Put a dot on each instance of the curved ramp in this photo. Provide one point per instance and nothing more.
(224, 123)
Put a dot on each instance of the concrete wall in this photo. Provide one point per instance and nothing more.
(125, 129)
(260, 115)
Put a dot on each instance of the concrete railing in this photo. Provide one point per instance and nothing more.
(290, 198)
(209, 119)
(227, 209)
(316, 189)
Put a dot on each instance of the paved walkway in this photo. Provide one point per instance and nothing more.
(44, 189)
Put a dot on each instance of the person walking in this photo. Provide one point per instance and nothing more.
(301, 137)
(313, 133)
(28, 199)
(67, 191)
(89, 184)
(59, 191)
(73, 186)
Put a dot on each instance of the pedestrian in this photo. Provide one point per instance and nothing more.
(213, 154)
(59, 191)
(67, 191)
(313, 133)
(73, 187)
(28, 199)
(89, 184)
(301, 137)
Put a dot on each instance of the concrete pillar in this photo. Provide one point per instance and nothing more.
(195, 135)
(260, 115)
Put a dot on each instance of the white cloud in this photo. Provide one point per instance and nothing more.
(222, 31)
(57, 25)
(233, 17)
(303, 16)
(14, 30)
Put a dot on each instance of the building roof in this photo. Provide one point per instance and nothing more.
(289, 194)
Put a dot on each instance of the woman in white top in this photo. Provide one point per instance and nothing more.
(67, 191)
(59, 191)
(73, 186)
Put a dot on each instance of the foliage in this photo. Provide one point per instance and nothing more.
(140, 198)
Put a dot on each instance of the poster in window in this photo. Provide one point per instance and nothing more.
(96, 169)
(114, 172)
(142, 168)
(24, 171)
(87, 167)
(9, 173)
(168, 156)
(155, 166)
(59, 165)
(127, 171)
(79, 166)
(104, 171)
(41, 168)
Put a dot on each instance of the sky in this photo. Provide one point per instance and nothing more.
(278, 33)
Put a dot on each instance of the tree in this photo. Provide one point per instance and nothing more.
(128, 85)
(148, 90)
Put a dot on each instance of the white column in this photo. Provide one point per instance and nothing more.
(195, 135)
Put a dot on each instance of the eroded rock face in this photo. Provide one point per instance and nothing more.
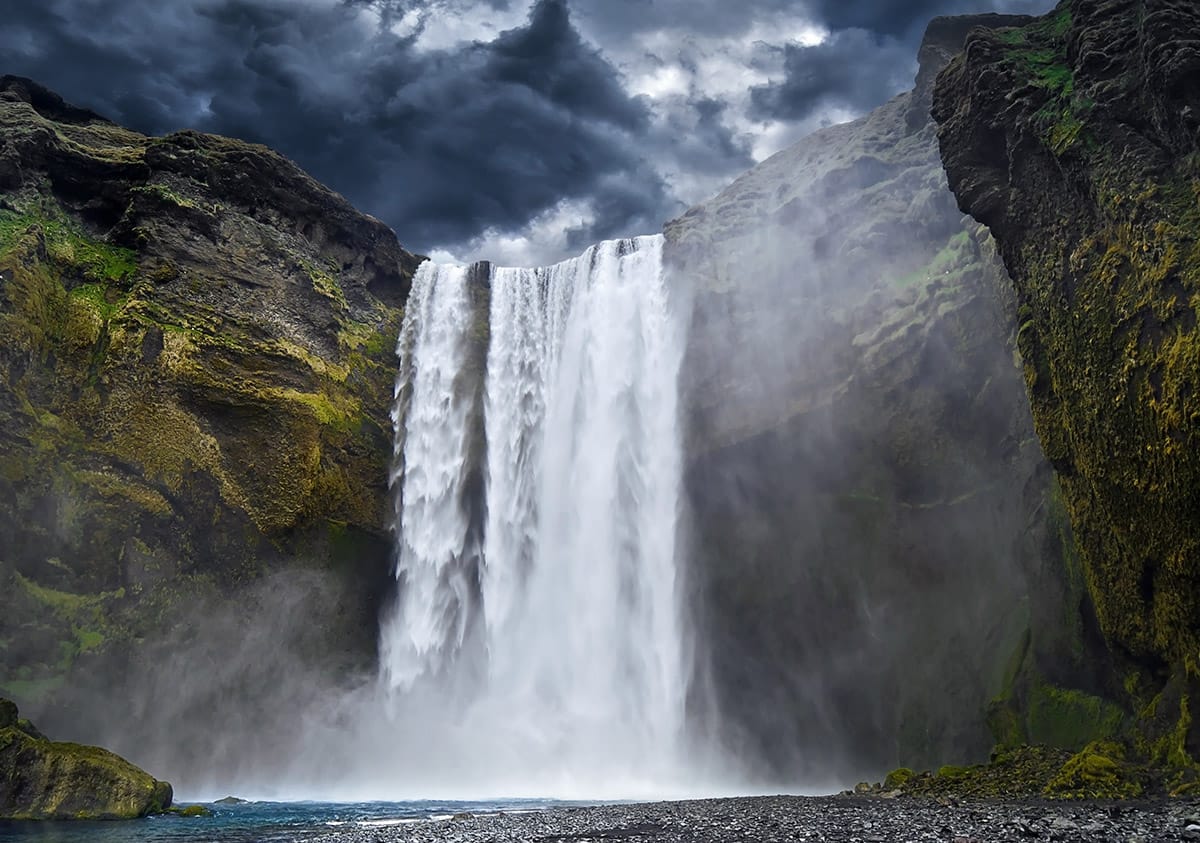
(45, 779)
(196, 375)
(1075, 141)
(870, 504)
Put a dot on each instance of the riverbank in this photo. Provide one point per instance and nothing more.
(813, 819)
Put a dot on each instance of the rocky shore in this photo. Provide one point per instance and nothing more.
(815, 819)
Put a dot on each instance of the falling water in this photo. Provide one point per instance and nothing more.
(430, 417)
(575, 670)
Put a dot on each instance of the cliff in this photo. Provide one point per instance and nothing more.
(196, 375)
(47, 779)
(879, 540)
(1075, 141)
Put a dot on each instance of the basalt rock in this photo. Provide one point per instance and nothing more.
(874, 516)
(196, 375)
(46, 779)
(1077, 141)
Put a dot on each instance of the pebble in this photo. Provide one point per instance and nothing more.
(811, 819)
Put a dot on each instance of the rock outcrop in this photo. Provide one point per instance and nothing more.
(1075, 141)
(46, 779)
(879, 538)
(196, 375)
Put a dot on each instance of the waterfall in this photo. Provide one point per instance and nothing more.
(559, 655)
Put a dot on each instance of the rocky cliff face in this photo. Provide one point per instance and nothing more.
(196, 370)
(877, 534)
(1075, 141)
(46, 779)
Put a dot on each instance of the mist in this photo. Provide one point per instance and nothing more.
(821, 527)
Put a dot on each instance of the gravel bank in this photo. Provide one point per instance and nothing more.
(815, 819)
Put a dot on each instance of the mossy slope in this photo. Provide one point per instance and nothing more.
(45, 779)
(196, 370)
(1074, 139)
(875, 550)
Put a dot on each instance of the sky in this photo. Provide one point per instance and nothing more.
(519, 131)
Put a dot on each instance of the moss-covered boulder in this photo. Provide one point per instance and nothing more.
(1075, 141)
(48, 779)
(196, 376)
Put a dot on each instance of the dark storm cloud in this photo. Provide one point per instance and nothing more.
(442, 144)
(479, 137)
(869, 57)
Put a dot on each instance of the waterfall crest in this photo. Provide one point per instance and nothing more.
(558, 646)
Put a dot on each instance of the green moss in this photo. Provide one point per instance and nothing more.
(1098, 771)
(105, 300)
(1071, 718)
(325, 284)
(165, 192)
(70, 781)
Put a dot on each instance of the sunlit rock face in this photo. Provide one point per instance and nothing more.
(196, 377)
(868, 498)
(1075, 141)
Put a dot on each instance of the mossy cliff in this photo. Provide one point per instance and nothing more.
(47, 779)
(1075, 141)
(196, 374)
(874, 549)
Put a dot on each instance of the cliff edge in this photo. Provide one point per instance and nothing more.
(1077, 141)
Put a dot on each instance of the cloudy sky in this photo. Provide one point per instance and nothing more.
(515, 130)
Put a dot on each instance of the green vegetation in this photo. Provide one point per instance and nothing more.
(67, 245)
(48, 779)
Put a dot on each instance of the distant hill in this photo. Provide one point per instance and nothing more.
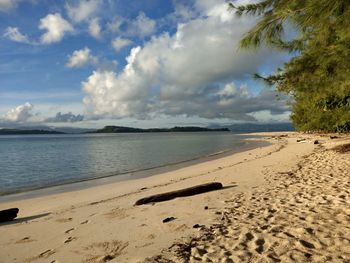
(254, 127)
(121, 129)
(24, 132)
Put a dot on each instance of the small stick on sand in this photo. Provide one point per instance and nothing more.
(180, 193)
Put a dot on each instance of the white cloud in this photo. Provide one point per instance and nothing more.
(142, 26)
(119, 43)
(82, 10)
(66, 117)
(190, 73)
(56, 27)
(80, 58)
(95, 28)
(6, 5)
(115, 24)
(14, 34)
(21, 113)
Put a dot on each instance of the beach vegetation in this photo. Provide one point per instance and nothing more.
(317, 77)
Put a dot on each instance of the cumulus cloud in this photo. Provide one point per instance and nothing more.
(14, 34)
(80, 58)
(82, 10)
(95, 28)
(189, 73)
(21, 113)
(6, 5)
(142, 26)
(56, 27)
(65, 117)
(119, 43)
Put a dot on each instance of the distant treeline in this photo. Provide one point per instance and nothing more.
(121, 129)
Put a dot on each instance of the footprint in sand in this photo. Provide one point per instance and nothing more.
(64, 220)
(25, 240)
(69, 230)
(69, 239)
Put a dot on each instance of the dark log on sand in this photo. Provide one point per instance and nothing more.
(180, 193)
(8, 214)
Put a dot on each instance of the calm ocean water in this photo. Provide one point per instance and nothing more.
(37, 161)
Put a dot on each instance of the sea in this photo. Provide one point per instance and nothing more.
(29, 162)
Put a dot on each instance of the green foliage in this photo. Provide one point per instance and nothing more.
(318, 75)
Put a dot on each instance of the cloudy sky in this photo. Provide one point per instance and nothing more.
(88, 63)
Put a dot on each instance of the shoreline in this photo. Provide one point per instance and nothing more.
(267, 193)
(251, 143)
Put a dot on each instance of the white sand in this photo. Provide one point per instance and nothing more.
(287, 202)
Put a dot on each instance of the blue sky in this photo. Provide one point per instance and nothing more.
(88, 63)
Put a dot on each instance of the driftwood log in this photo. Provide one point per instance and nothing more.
(8, 214)
(180, 193)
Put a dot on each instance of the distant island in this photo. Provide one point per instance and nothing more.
(26, 132)
(235, 128)
(121, 129)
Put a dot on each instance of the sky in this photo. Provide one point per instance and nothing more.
(149, 63)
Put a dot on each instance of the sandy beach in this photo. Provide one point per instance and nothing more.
(286, 202)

= = = = = = =

Exercise directions: Rewrite all of the records above, replacing "Put a dot on" with "Mark" wherever it occurs and leaving everything else unchanged. Omit the pictures from your version.

Expected answer:
Mark each instance of the curved ramp in this photo. Provide one point per instance and nothing more.
(224, 123)
Mark each instance of the concrete wall in this photo. Provide one point per instance and nothing more.
(125, 129)
(260, 115)
Mark each instance of the concrete railing in this photo. Provide one point per instance and nothing more.
(290, 198)
(209, 119)
(227, 209)
(316, 189)
Mark each instance of the paved walkway in this photo. Provide one point per instance and nothing more.
(44, 189)
Mark each instance of the person walking in this photo. Provide one point per instance and nothing more.
(301, 137)
(313, 133)
(28, 199)
(67, 191)
(89, 184)
(59, 191)
(73, 186)
Mark each instance of the pedestrian in this photo. Provide one point per instance and nothing more.
(213, 154)
(59, 191)
(67, 191)
(313, 133)
(73, 187)
(28, 199)
(89, 184)
(301, 137)
Mark each instance of the concrete pillar in this photo. Provide one point per instance and nothing more.
(195, 135)
(260, 115)
Mark each instance of the white cloud in this photo. Provide one point per instance and nothing more.
(222, 31)
(57, 25)
(233, 17)
(303, 16)
(14, 30)
Mark each instance of the building roof in this photo. Provide one point per instance and nothing more.
(289, 194)
Mark each instance of the woman in white top in this photo. Provide one point per instance and nothing more.
(67, 191)
(59, 191)
(73, 186)
Mark each instance of the foliage in this photo. Provide one point per instance and nothing more.
(140, 198)
Mark each instance of the poster in window in this photo. Provide one point per instance and nothing more.
(96, 169)
(114, 172)
(142, 168)
(24, 171)
(87, 167)
(9, 173)
(168, 156)
(155, 166)
(59, 165)
(127, 171)
(79, 166)
(104, 171)
(41, 168)
Mark each instance of the sky in this photo. Provide one point per instance and nothing more.
(278, 33)
Mark each instance of the tree in this photo. Provide one point per instance and nothing more.
(128, 85)
(148, 90)
Mark each instance of the white column in this photo. Provide one point per instance and nothing more.
(195, 135)
Mark each instance of the eroded rock face in this photo. Provide one point per instance and nothing more.
(45, 779)
(196, 375)
(1075, 141)
(870, 504)
Mark each instance of the riverbank in this photo. Provide one point per instance and nothing more.
(813, 819)
Mark each instance of the rocky shore in this photo. Provide one point per instance and nothing more.
(815, 819)
Mark each instance of the falling water in this photo. Provide one point per instance and nothing more.
(430, 417)
(575, 670)
Mark each instance of the cliff in this photo. Provide one point per instance and nothing more.
(196, 375)
(47, 779)
(879, 540)
(1075, 141)
Mark each instance of the basalt rock in this photo. Provide one point per instance and nothing more.
(874, 516)
(196, 375)
(46, 779)
(1077, 141)
Mark each instance of the pebble in this photo. Provide one point per instance and nothing more.
(811, 819)
Mark each instance of the rock outcrop in this photo. Provide one point per instance and nothing more.
(1075, 141)
(46, 779)
(879, 538)
(196, 375)
Mark each instance of the waterfall in this photo. Provide one point per instance and nothing more.
(559, 655)
Mark each instance of the rocky cliff face in this photo. Provide one point per instance and nothing more.
(196, 370)
(877, 534)
(1075, 141)
(46, 779)
Mark each instance of the mist in this photo. Provide one point per instance and nothing more.
(821, 527)
Mark each instance of the gravel bank in this photo. Provide one point per instance and nothing more.
(815, 819)
Mark each instance of the mossy slope in this photo. Provide one point per instance and nothing more.
(45, 779)
(196, 370)
(1074, 139)
(875, 550)
Mark each instance of the sky in this photo. Provide one point per instance and nothing more.
(519, 131)
Mark each instance of the moss-covered boulder in this photo. Provide one point per instance and nothing more.
(1075, 141)
(48, 779)
(196, 376)
Mark each instance of the dark storm cloud in this photo. Provide one point per instance and nothing more.
(442, 144)
(479, 137)
(869, 57)
Mark each instance of the waterfall crest in this photo. Provide one point per instance and nothing more.
(558, 646)
Mark each instance of the green moss in this photo. Provide one point per instance and nothing more.
(1098, 771)
(105, 300)
(1071, 718)
(325, 284)
(165, 192)
(70, 781)
Mark each instance of the sunlit rock face in this photo. Provide one point per instance and nothing more.
(196, 377)
(868, 498)
(1075, 141)
Mark each instance of the mossy cliff in this photo. Provide one point per instance and nothing more.
(47, 779)
(1075, 141)
(196, 374)
(874, 549)
Mark each instance of the cliff edge in this photo. Provide one point per instance and nothing more.
(1077, 141)
Mark each instance of the cloudy sky in this photo. Provide one point per instance and nothing more.
(515, 130)
Mark each instance of the green vegetation in this photo. Provide one point per instance and nothing more.
(67, 245)
(48, 779)
Mark each instance of the distant hill in this photo. Provide one point per instance and nothing more.
(254, 127)
(121, 129)
(24, 132)
Mark each instance of the small stick on sand in this photo. Provide one point per instance and nothing more.
(180, 193)
Mark each instance of the white cloud in this photo. Provide one point per instance and nothing more.
(142, 26)
(119, 43)
(82, 10)
(66, 117)
(190, 73)
(56, 27)
(80, 58)
(95, 28)
(6, 5)
(115, 24)
(14, 34)
(21, 113)
Mark each instance of the beach vegetation in this photo. Provide one point per instance and nothing more.
(317, 77)
Mark each instance of the cumulus cloud in this photo. Provide one point per instance and nothing more.
(14, 34)
(80, 58)
(82, 10)
(95, 28)
(189, 73)
(21, 113)
(6, 5)
(142, 26)
(56, 27)
(65, 117)
(119, 43)
Mark each instance of the distant treeline in this photo. Provide one point per instance and nothing more.
(121, 129)
Mark each instance of the footprint in sand in this photo. Provide one point per instance and nothing more.
(64, 220)
(25, 240)
(69, 230)
(69, 239)
Mark each instance of the dark log on sand in this photo. Provide one point per instance and nothing more.
(180, 193)
(8, 214)
Mark each instance of the calm ocean water in this photo. Provide one point per instance and nothing more.
(37, 161)
Mark each instance of the sea in this photo. Provide one point per instance and nothing more.
(29, 162)
Mark each instance of the green foliage in this photo. Provide one point per instance and nothing more.
(318, 75)
Mark each instance of the cloudy sky in this photo. Provide one point per instance and nothing more.
(88, 63)
Mark each instance of the shoreline in this photo. Provide one point per instance and nothing more.
(267, 193)
(251, 143)
Mark each instance of the white sand in this photo. Provide one point per instance and nothing more.
(287, 202)
Mark each instance of the blue sky in this photo. Provide one point per instance and nothing more.
(88, 63)
Mark each instance of the driftwood log in this photo. Provide one point per instance and nothing more.
(8, 214)
(180, 193)
Mark each instance of the distant island in this photo. Provide one point per instance and nothing more.
(26, 132)
(235, 128)
(121, 129)
Mark each instance of the sky in this photo. Provide one point per instance and nothing more.
(149, 63)
Mark each instance of the sandy beach in this photo. Provide one point per instance and nothing more.
(286, 202)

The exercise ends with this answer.